**TRECHO EXIBIDO**
▶
O filme Valerian poderia ser um marco se adaptasse os quadrinhos… Besson achou melhor não!
A HQ Valerian é um dos marcos da nona arte, mas de conhecimento restrito quase que somente aos admiradores dessa. Como nós dedicamos um Formiga na Tela para explicar o quão importante e impressionante é esse quadrinho, junto de seu contexto histórico, vou me permitir restringir-me apenas ao filme Valerian e a Cidade dos Mil Planetas (Valerian and the City of a Thousand Planets) nesta crítica.
(Confira também o Formiga na Cabine sobre o filme)
Uma pena, pois o filme de Luc Besson ressona quase nada do material original – o que torna a película um imenso desperdício por inúmeros motivos. Besson não é um cineasta ruim; mas possui qualidades específicas. Qualidades essas que não combinam muito quando se exige maior delicadeza e atenção a detalhes conceituais e narrativos.
◀
(Entradas de apontamento de objetos rotulados)
▶
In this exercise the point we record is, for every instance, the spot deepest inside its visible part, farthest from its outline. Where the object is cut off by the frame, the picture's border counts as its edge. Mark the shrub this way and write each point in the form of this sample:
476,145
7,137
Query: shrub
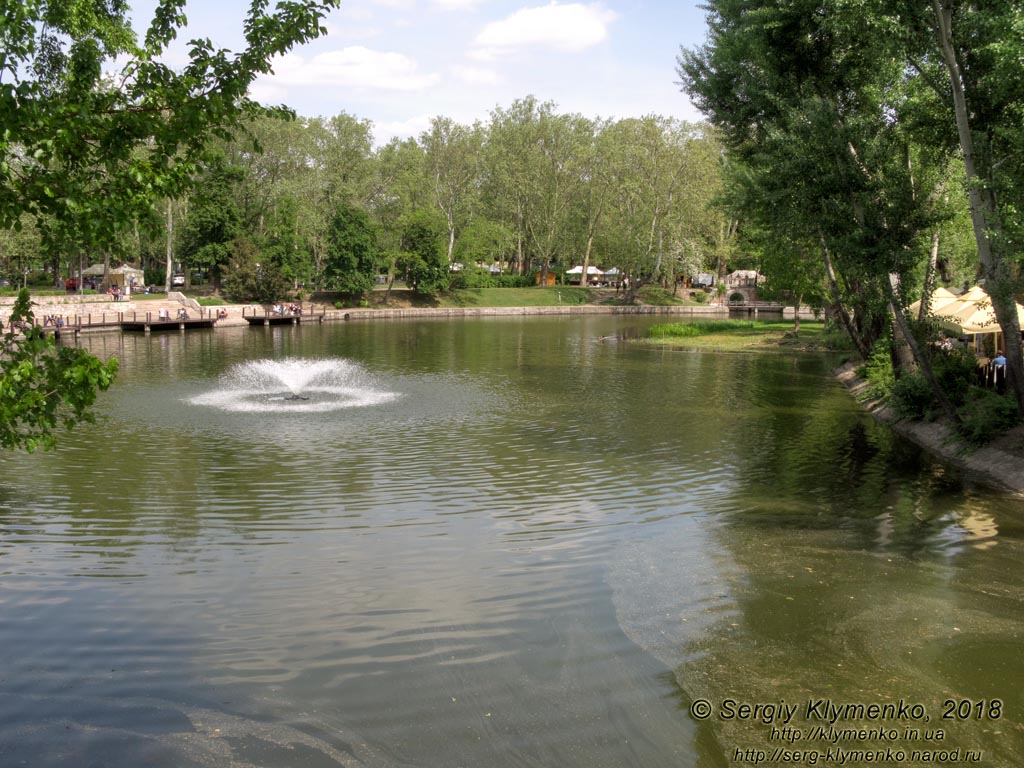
954,371
878,371
911,397
986,416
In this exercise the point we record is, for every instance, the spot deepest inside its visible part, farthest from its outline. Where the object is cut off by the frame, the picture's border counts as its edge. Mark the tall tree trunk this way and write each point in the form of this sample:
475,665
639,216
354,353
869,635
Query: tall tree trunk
926,294
170,247
585,279
984,216
840,308
924,363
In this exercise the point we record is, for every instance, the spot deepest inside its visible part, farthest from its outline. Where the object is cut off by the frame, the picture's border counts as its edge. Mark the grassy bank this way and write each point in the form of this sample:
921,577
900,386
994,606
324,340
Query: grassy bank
744,334
503,297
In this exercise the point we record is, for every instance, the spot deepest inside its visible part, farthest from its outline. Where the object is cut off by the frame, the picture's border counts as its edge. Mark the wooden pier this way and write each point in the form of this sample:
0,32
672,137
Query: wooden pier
147,323
755,308
267,316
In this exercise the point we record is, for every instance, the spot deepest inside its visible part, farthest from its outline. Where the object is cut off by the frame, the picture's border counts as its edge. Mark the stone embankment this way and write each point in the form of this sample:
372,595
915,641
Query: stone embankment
99,307
998,464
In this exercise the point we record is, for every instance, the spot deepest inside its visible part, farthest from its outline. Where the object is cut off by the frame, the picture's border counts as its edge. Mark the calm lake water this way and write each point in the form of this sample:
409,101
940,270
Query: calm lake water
505,543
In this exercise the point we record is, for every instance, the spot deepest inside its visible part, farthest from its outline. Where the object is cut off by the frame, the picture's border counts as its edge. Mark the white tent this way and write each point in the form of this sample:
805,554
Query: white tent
971,314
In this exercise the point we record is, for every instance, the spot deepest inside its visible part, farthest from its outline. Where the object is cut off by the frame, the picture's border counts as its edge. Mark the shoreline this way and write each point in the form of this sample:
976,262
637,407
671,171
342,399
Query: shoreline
989,464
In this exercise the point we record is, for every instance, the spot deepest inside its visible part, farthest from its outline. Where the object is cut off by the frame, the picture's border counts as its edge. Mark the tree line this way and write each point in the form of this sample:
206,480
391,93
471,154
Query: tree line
861,135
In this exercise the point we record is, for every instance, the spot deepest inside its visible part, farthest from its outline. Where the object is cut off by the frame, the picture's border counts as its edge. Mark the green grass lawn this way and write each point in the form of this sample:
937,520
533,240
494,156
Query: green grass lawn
742,334
482,297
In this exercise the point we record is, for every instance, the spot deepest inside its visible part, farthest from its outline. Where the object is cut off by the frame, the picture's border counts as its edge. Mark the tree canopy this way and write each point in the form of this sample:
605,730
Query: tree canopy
85,154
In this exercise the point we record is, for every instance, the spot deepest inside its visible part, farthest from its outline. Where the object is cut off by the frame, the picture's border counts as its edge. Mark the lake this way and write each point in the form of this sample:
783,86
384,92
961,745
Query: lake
509,542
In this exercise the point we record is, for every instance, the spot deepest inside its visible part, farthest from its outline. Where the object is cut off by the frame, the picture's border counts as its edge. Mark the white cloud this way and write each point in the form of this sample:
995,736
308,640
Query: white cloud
475,75
569,27
386,130
457,4
354,67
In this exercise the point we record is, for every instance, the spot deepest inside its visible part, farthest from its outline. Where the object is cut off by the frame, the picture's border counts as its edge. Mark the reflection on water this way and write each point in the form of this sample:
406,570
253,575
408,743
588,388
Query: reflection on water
537,550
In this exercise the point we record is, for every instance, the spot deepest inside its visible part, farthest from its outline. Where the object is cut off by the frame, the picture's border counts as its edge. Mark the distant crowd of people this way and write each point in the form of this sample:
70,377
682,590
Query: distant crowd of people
292,308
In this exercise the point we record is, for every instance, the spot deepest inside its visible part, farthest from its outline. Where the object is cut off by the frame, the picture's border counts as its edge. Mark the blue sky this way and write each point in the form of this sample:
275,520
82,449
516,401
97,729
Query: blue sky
398,62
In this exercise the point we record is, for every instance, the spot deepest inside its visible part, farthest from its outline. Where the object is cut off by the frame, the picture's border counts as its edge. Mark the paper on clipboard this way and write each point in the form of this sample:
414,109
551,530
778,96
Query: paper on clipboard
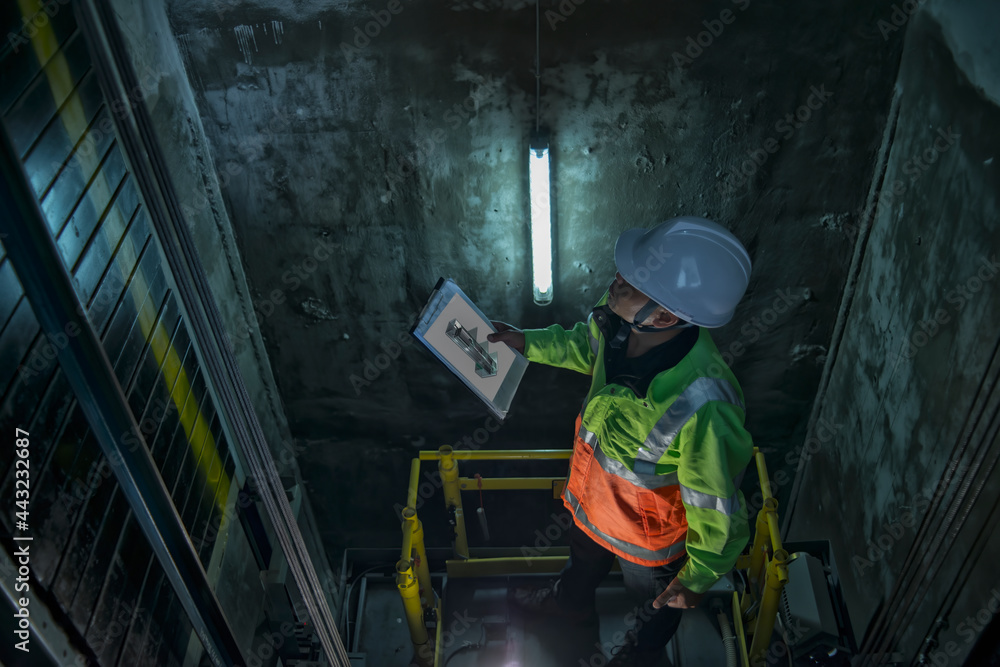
455,331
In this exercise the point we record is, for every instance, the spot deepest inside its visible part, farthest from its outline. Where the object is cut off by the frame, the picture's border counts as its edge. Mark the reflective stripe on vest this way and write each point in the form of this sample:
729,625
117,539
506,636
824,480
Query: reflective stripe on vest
620,546
613,467
692,399
707,501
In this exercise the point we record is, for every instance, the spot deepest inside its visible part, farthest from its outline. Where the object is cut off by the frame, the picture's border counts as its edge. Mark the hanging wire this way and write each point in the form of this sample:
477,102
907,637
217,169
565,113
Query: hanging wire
538,70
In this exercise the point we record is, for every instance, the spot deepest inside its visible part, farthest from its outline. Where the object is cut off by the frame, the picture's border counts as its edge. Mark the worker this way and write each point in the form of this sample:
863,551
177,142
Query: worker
660,444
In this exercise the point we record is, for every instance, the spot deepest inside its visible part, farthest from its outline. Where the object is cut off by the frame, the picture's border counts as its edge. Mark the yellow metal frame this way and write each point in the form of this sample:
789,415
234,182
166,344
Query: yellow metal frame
754,612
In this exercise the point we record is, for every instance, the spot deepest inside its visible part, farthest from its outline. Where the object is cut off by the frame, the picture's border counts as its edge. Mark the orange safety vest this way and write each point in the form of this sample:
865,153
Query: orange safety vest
648,524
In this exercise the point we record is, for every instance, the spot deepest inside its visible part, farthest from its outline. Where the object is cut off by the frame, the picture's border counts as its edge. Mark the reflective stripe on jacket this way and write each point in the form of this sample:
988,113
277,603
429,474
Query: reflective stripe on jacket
656,476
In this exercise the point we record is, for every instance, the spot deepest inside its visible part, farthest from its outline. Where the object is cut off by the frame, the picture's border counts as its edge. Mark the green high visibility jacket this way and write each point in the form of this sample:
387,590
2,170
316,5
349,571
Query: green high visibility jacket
656,469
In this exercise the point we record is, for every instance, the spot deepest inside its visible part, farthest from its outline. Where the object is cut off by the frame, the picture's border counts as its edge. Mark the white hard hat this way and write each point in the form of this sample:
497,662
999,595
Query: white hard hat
693,267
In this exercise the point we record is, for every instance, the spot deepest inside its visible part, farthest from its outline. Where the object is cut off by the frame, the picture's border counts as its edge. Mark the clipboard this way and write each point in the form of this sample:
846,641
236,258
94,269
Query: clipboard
455,330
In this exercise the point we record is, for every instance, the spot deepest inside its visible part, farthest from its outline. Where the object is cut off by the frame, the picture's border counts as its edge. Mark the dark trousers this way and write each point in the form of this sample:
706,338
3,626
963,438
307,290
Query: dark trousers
589,563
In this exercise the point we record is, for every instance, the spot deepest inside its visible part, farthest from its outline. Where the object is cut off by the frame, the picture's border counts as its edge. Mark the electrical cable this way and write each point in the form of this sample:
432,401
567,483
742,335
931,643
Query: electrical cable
538,70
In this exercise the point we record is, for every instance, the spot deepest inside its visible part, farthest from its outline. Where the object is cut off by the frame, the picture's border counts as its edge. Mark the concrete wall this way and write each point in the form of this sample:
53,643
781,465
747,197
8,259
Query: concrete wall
362,168
905,422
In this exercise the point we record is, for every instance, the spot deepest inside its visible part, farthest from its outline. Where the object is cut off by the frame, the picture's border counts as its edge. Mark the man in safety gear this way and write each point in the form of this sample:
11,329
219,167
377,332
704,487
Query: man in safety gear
660,445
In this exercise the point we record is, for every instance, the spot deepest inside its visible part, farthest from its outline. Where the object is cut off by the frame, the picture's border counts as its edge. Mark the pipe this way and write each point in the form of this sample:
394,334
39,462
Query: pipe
49,288
728,639
448,468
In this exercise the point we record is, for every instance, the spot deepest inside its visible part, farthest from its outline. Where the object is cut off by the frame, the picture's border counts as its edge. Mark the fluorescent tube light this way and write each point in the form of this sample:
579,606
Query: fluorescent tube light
541,224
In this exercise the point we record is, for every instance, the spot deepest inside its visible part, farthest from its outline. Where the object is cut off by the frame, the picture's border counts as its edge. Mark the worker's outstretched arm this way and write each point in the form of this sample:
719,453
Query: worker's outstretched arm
553,346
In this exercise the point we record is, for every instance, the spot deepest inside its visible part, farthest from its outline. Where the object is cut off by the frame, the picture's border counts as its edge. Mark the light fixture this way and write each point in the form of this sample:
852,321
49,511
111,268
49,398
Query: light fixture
539,182
541,221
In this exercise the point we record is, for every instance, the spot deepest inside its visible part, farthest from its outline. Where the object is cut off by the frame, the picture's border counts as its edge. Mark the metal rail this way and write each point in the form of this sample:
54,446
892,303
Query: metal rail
49,289
141,147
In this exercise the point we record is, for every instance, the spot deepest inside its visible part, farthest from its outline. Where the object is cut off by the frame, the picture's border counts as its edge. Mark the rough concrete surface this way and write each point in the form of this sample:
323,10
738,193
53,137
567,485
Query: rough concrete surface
356,173
914,370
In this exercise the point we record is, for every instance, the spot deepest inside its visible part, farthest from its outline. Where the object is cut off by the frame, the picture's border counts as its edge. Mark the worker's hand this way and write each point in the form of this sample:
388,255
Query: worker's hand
507,334
679,596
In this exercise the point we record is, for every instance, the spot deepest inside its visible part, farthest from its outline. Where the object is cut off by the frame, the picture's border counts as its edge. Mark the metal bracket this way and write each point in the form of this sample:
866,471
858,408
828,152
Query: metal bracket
486,363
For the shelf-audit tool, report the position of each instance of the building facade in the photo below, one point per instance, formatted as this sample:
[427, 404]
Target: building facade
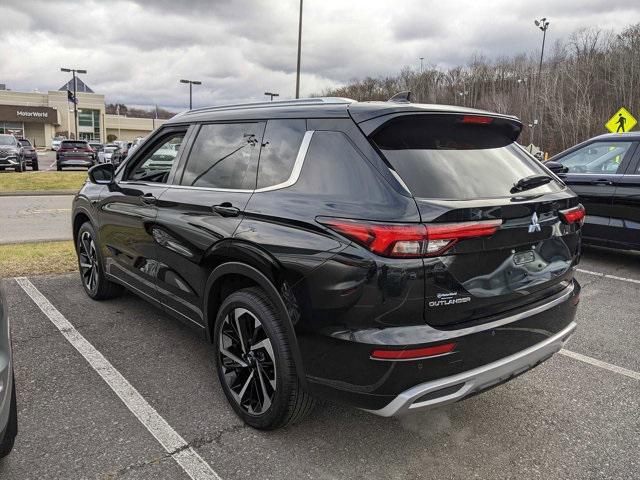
[40, 117]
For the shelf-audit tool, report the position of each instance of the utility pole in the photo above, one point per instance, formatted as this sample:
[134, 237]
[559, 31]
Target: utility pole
[299, 52]
[191, 84]
[542, 24]
[75, 96]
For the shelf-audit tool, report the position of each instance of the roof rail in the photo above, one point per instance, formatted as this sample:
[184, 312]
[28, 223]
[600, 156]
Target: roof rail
[277, 103]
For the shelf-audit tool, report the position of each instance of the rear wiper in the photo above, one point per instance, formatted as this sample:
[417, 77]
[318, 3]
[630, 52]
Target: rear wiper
[530, 182]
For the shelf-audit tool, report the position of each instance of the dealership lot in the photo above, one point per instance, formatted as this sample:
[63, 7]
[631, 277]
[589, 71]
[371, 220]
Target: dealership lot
[565, 419]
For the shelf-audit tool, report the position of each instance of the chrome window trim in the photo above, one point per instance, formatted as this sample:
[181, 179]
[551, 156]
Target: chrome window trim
[297, 166]
[293, 178]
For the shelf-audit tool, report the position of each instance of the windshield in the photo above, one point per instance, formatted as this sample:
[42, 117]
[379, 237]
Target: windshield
[441, 156]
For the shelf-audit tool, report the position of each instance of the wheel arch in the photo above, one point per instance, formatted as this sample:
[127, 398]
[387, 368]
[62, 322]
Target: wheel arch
[244, 275]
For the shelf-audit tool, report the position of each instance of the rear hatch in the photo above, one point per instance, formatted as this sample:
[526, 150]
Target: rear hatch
[496, 242]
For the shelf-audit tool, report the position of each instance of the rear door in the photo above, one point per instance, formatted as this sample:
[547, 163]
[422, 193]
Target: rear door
[625, 212]
[201, 210]
[495, 247]
[595, 169]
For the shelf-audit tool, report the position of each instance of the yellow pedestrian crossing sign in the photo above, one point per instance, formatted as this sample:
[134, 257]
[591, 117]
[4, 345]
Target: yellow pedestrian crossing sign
[621, 122]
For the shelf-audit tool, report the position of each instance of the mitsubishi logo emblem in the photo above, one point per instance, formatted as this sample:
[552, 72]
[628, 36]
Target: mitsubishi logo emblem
[535, 226]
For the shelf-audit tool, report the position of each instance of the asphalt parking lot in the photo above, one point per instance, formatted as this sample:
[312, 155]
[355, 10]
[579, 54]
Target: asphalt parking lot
[572, 417]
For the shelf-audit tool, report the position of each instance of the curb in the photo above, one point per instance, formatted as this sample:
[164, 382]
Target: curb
[35, 193]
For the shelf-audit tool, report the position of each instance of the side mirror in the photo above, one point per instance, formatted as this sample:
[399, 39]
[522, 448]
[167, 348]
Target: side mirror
[102, 174]
[556, 167]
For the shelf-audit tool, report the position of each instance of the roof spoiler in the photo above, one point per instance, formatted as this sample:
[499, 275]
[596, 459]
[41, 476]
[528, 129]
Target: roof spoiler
[402, 97]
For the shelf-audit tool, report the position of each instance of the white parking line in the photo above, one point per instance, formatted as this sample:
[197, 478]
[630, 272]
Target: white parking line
[601, 364]
[172, 442]
[606, 275]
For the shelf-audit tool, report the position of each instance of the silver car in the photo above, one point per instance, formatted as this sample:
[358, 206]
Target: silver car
[8, 410]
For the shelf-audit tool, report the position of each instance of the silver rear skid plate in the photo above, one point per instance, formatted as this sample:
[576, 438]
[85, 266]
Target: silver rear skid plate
[456, 387]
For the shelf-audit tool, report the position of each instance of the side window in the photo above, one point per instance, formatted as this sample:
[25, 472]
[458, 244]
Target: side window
[156, 164]
[224, 156]
[599, 157]
[282, 140]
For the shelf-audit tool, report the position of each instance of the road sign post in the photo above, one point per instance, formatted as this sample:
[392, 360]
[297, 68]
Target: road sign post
[621, 122]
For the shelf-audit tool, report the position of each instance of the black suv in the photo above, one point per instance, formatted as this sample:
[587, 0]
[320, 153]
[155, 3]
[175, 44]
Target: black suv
[388, 255]
[605, 172]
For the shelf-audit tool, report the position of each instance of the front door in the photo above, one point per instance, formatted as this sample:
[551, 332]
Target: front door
[594, 170]
[199, 213]
[128, 210]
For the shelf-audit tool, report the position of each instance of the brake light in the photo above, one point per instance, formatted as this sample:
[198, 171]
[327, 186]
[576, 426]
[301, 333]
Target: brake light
[479, 119]
[413, 353]
[573, 215]
[410, 240]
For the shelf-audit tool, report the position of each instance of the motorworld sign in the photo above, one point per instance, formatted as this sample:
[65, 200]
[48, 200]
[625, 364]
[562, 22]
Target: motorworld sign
[19, 113]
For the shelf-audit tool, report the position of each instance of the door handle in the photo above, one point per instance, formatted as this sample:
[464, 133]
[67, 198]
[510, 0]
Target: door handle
[149, 199]
[226, 209]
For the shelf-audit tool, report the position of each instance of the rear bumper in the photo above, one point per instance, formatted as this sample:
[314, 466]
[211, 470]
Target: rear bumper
[456, 387]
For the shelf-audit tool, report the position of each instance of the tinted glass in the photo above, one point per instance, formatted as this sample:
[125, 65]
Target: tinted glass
[73, 144]
[155, 165]
[442, 156]
[224, 156]
[599, 157]
[282, 139]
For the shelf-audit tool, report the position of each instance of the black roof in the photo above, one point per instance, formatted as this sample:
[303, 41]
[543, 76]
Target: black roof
[325, 107]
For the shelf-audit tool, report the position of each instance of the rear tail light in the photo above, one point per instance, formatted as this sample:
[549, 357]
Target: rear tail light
[573, 215]
[410, 240]
[413, 353]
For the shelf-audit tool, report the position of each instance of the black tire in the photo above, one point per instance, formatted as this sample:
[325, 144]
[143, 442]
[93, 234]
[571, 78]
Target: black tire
[9, 437]
[95, 283]
[288, 402]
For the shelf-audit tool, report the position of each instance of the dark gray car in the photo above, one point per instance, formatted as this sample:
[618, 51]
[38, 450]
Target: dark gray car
[8, 410]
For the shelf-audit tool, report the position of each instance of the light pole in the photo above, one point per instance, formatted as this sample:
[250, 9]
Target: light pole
[75, 98]
[191, 84]
[299, 52]
[542, 24]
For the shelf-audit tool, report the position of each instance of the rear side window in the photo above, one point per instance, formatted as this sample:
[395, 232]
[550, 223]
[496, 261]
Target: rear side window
[282, 140]
[224, 156]
[457, 157]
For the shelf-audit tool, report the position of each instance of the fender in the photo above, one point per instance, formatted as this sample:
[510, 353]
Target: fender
[254, 274]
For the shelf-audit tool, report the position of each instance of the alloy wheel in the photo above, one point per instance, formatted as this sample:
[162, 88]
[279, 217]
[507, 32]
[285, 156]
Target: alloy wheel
[88, 261]
[247, 361]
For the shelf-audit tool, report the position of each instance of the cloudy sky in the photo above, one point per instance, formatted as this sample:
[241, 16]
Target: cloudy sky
[136, 51]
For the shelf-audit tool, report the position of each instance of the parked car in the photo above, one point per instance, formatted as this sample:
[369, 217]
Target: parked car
[111, 154]
[11, 153]
[605, 173]
[55, 143]
[388, 255]
[29, 153]
[8, 410]
[75, 153]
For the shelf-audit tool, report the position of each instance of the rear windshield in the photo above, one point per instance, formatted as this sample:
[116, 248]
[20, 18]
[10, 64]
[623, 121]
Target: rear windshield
[72, 144]
[455, 157]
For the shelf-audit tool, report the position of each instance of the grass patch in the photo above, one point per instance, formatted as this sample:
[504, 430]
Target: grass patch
[18, 259]
[35, 181]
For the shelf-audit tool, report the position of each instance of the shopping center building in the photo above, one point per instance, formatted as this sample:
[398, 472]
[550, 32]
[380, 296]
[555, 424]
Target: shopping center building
[42, 116]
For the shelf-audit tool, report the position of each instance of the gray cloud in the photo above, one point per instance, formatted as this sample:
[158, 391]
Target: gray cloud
[136, 51]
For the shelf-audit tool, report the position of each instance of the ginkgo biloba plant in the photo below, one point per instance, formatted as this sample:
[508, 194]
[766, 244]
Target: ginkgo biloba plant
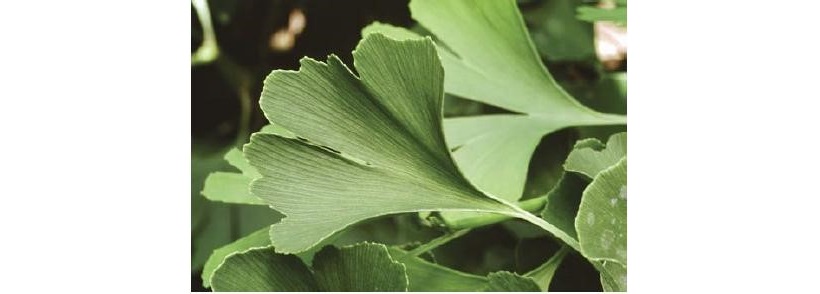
◀
**LISTA DE TAREFAS**
- A) Reescreva a crítica do filme Valerian de "Uma pena, pois" até "conceituais e narrativos.", inclusive, trocando "cineasta" por "diretor".
- B) Diga se cada afirmação concorda com a crítica do filme Valerian, respondendo sim ou não e citando as palavras decisivas do texto: (i) a HQ Valerian é conhecida quase apenas por seus admiradores; (ii) Besson é um cineasta ruim; (iii) o filme reproduz boa parte do material original.

**RESPOSTAS DADAS**
- A)
Uma pena, pois o filme de Luc Besson ressona quase nada do material original – o que torna a película um imenso desperdício por inúmeros motivos. Besson não é um diretor ruim; mas possui qualidades específicas. Qualidades essas que não combinam muito quando se exige maior delicadeza e atenção a detalhes conceituais e narrativos.

- B)
(i) Sim: "de conhecimento restrito quase que somente aos admiradores dessa".
(ii) Não: "Besson não é um cineasta ruim".
(iii) Não: "ressona quase nada do material original".